_DIRECTIVE:_ State how many lines of the records below contain the string "erupting", matching case exactly, and reply with the number alone.

:::::

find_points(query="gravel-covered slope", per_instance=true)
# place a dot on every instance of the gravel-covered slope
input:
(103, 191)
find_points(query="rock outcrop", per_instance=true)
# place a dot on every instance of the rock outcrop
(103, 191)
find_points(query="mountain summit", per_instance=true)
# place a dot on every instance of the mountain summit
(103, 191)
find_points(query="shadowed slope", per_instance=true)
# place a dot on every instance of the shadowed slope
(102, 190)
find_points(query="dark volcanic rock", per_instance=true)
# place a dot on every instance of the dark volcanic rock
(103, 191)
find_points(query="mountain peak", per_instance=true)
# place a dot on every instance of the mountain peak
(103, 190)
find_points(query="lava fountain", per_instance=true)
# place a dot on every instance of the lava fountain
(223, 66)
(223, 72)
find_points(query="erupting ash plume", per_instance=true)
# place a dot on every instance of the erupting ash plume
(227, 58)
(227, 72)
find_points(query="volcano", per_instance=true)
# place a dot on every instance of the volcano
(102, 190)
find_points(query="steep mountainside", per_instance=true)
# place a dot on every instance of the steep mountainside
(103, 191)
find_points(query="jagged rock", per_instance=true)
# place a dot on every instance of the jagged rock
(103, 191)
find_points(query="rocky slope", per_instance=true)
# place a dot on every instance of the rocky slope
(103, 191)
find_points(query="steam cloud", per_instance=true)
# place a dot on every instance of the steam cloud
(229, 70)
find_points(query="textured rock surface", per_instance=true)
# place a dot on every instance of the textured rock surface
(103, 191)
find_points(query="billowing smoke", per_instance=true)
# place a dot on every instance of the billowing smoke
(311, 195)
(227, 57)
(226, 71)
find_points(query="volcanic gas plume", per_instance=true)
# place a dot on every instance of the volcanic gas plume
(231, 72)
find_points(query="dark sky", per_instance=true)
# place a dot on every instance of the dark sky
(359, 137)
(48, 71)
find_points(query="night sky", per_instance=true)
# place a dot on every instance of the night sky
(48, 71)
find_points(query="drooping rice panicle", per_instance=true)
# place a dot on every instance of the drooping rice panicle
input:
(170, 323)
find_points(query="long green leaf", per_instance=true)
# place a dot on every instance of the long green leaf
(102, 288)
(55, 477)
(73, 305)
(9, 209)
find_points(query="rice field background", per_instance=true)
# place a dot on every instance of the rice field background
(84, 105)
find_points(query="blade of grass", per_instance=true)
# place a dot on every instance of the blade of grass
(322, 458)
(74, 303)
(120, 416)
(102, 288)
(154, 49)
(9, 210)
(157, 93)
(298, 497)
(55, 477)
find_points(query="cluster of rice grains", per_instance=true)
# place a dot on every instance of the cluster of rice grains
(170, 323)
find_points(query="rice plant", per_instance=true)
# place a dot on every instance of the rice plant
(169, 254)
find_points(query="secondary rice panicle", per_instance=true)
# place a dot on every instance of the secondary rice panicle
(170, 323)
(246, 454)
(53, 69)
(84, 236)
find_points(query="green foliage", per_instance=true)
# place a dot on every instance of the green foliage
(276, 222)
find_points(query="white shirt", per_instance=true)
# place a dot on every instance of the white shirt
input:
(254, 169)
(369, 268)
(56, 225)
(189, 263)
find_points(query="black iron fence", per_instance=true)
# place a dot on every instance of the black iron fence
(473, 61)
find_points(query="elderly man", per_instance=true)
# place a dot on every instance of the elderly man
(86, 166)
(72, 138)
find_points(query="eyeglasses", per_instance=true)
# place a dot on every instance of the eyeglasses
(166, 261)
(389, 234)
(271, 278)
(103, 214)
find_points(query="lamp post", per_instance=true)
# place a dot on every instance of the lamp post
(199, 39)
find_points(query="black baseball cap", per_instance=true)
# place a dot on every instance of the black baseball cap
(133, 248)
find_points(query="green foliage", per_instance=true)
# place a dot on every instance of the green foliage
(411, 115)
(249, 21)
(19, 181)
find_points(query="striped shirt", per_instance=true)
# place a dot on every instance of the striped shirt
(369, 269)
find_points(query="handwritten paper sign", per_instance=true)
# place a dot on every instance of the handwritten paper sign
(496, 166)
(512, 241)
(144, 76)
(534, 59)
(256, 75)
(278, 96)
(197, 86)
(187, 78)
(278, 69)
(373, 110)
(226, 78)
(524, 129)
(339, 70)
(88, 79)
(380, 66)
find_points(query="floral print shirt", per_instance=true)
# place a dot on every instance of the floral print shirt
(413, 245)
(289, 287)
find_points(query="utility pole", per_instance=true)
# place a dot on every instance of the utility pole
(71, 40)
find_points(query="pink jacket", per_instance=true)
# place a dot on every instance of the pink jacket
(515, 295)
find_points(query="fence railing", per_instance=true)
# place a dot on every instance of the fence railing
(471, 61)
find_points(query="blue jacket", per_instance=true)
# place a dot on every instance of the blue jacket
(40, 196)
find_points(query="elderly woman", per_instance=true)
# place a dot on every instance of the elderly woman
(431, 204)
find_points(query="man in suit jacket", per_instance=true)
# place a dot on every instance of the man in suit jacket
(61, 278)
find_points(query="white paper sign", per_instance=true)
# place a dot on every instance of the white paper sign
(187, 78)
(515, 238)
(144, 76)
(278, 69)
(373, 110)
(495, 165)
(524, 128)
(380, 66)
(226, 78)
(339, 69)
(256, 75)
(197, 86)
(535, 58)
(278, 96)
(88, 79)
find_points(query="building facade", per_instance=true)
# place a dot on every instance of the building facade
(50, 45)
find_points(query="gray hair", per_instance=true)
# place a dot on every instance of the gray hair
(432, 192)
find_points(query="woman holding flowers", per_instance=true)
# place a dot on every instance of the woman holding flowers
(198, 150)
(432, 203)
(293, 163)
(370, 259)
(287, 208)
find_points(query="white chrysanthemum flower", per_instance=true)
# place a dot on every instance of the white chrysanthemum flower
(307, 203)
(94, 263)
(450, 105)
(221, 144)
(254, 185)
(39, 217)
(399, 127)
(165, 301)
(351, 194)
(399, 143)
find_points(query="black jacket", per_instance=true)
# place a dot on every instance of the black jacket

:::::

_WORKED SOLUTION:_ 2